What the exercise asks | Could you give the player profile again between "Personal information" and "in (1.83 m)", inclusive, swapping "Canada" for "Dominion of Canada"?

Source text |
■ ■ ■ ■ ■ ■ ■
Personal information
- Born: December 23, 1926 Vancouver, British Columbia, Canada
- Died: September 24, 2023 (aged 96) The Blue Mountains, Ontario, Canada
- Listed height: 6 ft 0 in (1.83 m)
- Listed weight: 180 lb (82 kg)

Career history
- 1948–1951: Calgary Stampeders

Awards and highlights
- Grey Cup champion (1948);

= Ced Gyles =

Canadian football player

Cedric George Edward Gyles (December 23, 1926 – September 24, 2023) was a Canadian professional football player who played for the Calgary Stampeders. He won the Grey Cup with them in 1948. Gyles played junior football in Vancouver, British Columbia with the Junior Vancouver Blue Bombers. From 1968 to 1969, Gyles was president of the Winnipeg Blue Bombers. An avid sailor, he was a long time member of the Royal Canadian Yacht Club in Toronto, Ontario. He served as Club Commodore in 1985-86. Gyles skippered the yacht Norseman to the Sira Cup at the 1999 8-Metre World Cup in Rochester, New York Gyles died on September 30, 2023 at the age of 96. Gyles resided in Collingwood, Ontario and was one of the last surviving members of the 1948 Grey Cup championship team.
■ ■ ■ ■ ■ ■ ■
Record set |
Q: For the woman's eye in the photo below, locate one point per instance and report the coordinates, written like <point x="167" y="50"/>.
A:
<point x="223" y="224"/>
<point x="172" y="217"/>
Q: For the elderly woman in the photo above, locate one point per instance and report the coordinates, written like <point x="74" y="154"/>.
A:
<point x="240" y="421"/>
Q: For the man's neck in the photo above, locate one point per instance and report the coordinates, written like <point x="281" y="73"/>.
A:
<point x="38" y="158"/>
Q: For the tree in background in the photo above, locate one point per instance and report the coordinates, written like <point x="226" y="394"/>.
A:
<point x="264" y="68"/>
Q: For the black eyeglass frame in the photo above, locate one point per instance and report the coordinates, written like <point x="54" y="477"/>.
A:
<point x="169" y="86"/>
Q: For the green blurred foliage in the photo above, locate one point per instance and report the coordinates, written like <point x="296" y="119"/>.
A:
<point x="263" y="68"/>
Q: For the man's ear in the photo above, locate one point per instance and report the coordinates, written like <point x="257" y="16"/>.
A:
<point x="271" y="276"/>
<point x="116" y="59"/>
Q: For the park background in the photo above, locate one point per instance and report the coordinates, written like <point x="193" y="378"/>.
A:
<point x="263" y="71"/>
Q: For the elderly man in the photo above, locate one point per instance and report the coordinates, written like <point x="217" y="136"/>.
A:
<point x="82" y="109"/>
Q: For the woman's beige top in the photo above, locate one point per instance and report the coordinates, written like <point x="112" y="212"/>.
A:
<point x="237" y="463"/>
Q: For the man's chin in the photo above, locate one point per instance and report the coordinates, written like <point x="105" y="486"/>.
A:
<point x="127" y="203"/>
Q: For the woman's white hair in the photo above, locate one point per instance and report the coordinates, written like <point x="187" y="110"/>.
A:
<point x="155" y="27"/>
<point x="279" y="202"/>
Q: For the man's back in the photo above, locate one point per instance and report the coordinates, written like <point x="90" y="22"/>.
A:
■ ■ ■ ■ ■ ■ ■
Finished exercise |
Personal information
- Born: December 23, 1926 Vancouver, British Columbia, Dominion of Canada
- Died: September 24, 2023 (aged 96) The Blue Mountains, Ontario, Dominion of Canada
- Listed height: 6 ft 0 in (1.83 m)